Selected text:
::::::

But the girls! Oi, here you have a list like a ship. Betty Bronson, Josephine Dunn, Mary Brian, Alice and Marceline Day, June Collyer, Gwen Lee, Sally Eilers, Raquel Torres, Anita Page, Lois Moran, Barbara Kent, Alberta Vaughn, Lois Wilson, Mary McAllister, Loretta and Polly Ann Young, Helene Costello, Renee Adoree, Sharon Lynn, Alice White and more―oh, countless thousands more!

These gals appear at an occasional first night, at the local ice cream parlor, at the important party with one man or another. Maybe an affair is rumored and then it's flat as a pancake.


NOR are all the young men I've named eligible, in the strict sense of the word. Nils Asther, as melancholy as a Swedish herring and about as animated as the Rock of Gibraltar, has no use for the average woman. He is not one to flit (fancy Nils flitting) from flower to flower, as we of the old school laughingly say.

Johnny Hines, Pat Rooney III, Billy Haines and Billy Bakewell are a trifle too smart cracking for the languorous ladies of filmdom who crave romance in a large way. Fun is fun, but it's better in vaudeville than under a California moon.

Hugh Trevor, having paid court at the mansion of La Belle Pringle, finds that other women pale in comparison. The remarkable Aileen graces a Tia Juana bar or a theosophical institute with equal gusto. It rather takes the edge off.

Novarro can't be pried away from his little theater, his music and his Europe. Walter Byron is so English that the girls don't know if he's asking them over to tea or if he's just asking them over.

You don't see very much of Hugh Allen, Tom Tyler, Larry Kent and Buster Collier these days. So that leaves, of all that formidable group, only Matty Kemp, Buddy Rogers, Grant Withers.

::::::

Supplied entries:
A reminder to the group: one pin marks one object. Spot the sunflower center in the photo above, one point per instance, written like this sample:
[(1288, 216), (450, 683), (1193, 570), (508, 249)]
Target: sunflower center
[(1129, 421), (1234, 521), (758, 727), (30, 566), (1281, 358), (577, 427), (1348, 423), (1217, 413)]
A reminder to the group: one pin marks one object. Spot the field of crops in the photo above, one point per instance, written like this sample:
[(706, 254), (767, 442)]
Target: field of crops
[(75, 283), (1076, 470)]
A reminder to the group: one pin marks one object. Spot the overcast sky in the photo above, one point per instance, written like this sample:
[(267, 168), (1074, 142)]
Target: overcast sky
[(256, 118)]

::::::

The tasks:
1 - In the passage on Hollywood's eligible young men, why are Johnny Hines, Pat Rooney III, Billy Haines and Billy Bakewell poor matches for the film actresses? Answer in one to three sentences.
2 - Lay out all twelve rows of the labeling block as a Markdown table with the columns Row and Content, one line per table row.

Answers given:
1 - They are a trifle too smart cracking for the languorous ladies of filmdom, who crave romance in a large way. Fun is fun, but it's better in vaudeville than under a California moon.

2 -
| Row | Content |
|---|---|
| 1 | A reminder to the group: one pin marks one object. Spot the sunflower center in the photo above, one point per instance, written like this sample: |
| 2 | [(1288, 216), (450, 683), (1193, 570), (508, 249)] |
| 3 | Target: sunflower center |
| 4 | [(1129, 421), (1234, 521), (758, 727), (30, 566), (1281, 358), (577, 427), (1348, 423), (1217, 413)] |
| 5 | A reminder to the group: one pin marks one object. Spot the field of crops in the photo above, one point per instance, written like this sample: |
| 6 | [(706, 254), (767, 442)] |
| 7 | Target: field of crops |
| 8 | [(75, 283), (1076, 470)] |
| 9 | A reminder to the group: one pin marks one object. Spot the overcast sky in the photo above, one point per instance, written like this sample: |
| 10 | [(267, 168), (1074, 142)] |
| 11 | Target: overcast sky |
| 12 | [(256, 118)] |